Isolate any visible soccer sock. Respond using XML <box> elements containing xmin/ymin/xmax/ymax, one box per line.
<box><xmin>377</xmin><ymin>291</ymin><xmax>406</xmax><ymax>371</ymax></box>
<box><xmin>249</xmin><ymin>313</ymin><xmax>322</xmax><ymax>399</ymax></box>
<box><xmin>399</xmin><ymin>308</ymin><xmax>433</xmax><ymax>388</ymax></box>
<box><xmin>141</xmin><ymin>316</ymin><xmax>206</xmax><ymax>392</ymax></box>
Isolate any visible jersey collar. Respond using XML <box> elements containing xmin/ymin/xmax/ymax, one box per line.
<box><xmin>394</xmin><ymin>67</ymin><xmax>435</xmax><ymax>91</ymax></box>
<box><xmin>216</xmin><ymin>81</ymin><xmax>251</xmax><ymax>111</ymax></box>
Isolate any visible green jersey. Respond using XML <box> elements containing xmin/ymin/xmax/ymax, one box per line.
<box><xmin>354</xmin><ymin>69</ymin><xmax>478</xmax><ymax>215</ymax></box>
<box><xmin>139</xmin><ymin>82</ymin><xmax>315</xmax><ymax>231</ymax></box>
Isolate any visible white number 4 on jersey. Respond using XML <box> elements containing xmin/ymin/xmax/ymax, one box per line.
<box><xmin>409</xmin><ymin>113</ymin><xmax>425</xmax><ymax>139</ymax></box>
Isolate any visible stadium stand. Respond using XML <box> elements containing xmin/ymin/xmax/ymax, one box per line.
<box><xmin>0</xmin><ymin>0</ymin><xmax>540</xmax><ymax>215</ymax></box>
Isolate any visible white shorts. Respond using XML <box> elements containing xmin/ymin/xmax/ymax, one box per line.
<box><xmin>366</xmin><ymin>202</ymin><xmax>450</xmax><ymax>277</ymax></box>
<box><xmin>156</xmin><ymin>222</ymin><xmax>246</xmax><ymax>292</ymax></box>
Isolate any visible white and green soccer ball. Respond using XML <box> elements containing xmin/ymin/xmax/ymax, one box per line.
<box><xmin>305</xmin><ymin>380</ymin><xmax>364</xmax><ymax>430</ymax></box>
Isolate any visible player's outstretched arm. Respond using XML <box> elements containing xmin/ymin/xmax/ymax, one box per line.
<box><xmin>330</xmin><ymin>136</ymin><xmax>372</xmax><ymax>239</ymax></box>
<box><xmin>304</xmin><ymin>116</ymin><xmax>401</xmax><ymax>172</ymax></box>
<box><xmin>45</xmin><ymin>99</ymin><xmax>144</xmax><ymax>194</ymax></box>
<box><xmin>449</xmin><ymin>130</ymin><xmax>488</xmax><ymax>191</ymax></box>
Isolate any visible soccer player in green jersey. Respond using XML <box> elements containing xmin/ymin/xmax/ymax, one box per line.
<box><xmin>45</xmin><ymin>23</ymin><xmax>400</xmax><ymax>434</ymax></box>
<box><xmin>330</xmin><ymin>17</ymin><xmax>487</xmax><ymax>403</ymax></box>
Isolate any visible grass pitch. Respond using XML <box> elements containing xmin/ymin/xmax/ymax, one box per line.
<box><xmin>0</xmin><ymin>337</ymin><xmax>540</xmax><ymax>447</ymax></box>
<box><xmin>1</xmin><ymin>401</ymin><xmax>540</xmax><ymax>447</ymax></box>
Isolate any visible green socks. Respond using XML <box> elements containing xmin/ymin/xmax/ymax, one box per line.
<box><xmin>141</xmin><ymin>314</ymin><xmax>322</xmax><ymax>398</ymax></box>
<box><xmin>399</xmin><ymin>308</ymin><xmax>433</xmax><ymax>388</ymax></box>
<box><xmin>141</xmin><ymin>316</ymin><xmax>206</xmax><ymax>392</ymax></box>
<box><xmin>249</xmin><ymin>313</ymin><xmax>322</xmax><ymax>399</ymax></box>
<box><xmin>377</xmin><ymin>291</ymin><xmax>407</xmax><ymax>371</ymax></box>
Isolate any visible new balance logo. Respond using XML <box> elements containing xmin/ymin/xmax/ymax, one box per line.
== == ==
=== Exercise ===
Repeat all of the entries above with each "Isolate" replaced by "Mark", keeping everything else the same.

=== The result ===
Mark any visible soccer sock. Respond using XML <box> elements containing xmin/ymin/xmax/ymax, one box per line.
<box><xmin>377</xmin><ymin>291</ymin><xmax>406</xmax><ymax>371</ymax></box>
<box><xmin>249</xmin><ymin>313</ymin><xmax>322</xmax><ymax>399</ymax></box>
<box><xmin>399</xmin><ymin>308</ymin><xmax>433</xmax><ymax>388</ymax></box>
<box><xmin>141</xmin><ymin>316</ymin><xmax>206</xmax><ymax>392</ymax></box>
Mark any visible jersey collar. Respond using XML <box> elements containing xmin/ymin/xmax/ymax, one box per line.
<box><xmin>394</xmin><ymin>67</ymin><xmax>435</xmax><ymax>91</ymax></box>
<box><xmin>216</xmin><ymin>81</ymin><xmax>251</xmax><ymax>111</ymax></box>
Mark any visible green jersey. Respond using XML <box> elements containing xmin/ymin/xmax/ymax, one box per line.
<box><xmin>354</xmin><ymin>69</ymin><xmax>478</xmax><ymax>215</ymax></box>
<box><xmin>139</xmin><ymin>82</ymin><xmax>315</xmax><ymax>231</ymax></box>
Mark any visible white number 4 on jersey. Respond using XML <box> elements containing xmin/ymin/xmax/ymax, one box per line.
<box><xmin>409</xmin><ymin>113</ymin><xmax>425</xmax><ymax>139</ymax></box>
Mark any visible stadium stand. Respond using XML <box> elements containing xmin/ymin/xmax/ymax, one box per line.
<box><xmin>0</xmin><ymin>0</ymin><xmax>540</xmax><ymax>215</ymax></box>
Mark any visible white shorts. Respond using XML <box> elements containing xmin/ymin/xmax/ymax, one box per line.
<box><xmin>366</xmin><ymin>202</ymin><xmax>450</xmax><ymax>277</ymax></box>
<box><xmin>156</xmin><ymin>222</ymin><xmax>246</xmax><ymax>292</ymax></box>
Mark any visible white and green soccer ball. Respond using XML <box> elements containing xmin/ymin/xmax/ymax, one box per line.
<box><xmin>305</xmin><ymin>380</ymin><xmax>364</xmax><ymax>430</ymax></box>
Mark any visible player's outstretched arm. Respond using XML <box> elements containing xmin/ymin/xmax/ymax, one box per line.
<box><xmin>330</xmin><ymin>136</ymin><xmax>372</xmax><ymax>239</ymax></box>
<box><xmin>304</xmin><ymin>116</ymin><xmax>401</xmax><ymax>172</ymax></box>
<box><xmin>45</xmin><ymin>99</ymin><xmax>144</xmax><ymax>194</ymax></box>
<box><xmin>449</xmin><ymin>130</ymin><xmax>488</xmax><ymax>191</ymax></box>
Mark any visible soccer player in green jersey. Respond using XML <box> elements containing xmin/ymin/xmax/ymax, one box per line.
<box><xmin>45</xmin><ymin>23</ymin><xmax>400</xmax><ymax>434</ymax></box>
<box><xmin>330</xmin><ymin>17</ymin><xmax>487</xmax><ymax>403</ymax></box>
Mark any visible grass pitch. Respond using XML <box> elements containing xmin/ymin/xmax/ymax, one box per line.
<box><xmin>0</xmin><ymin>337</ymin><xmax>540</xmax><ymax>447</ymax></box>
<box><xmin>1</xmin><ymin>401</ymin><xmax>540</xmax><ymax>447</ymax></box>
Mark any visible green socks. Respond using XML <box> elements containing xmin/ymin/xmax/ymax, one box per line.
<box><xmin>141</xmin><ymin>314</ymin><xmax>322</xmax><ymax>398</ymax></box>
<box><xmin>399</xmin><ymin>308</ymin><xmax>433</xmax><ymax>388</ymax></box>
<box><xmin>141</xmin><ymin>316</ymin><xmax>206</xmax><ymax>392</ymax></box>
<box><xmin>249</xmin><ymin>313</ymin><xmax>322</xmax><ymax>399</ymax></box>
<box><xmin>377</xmin><ymin>291</ymin><xmax>407</xmax><ymax>371</ymax></box>
Mark any visible new balance logo. Respond using XML <box> elements containing xmin/ymin/xmax/ymax, one box per line.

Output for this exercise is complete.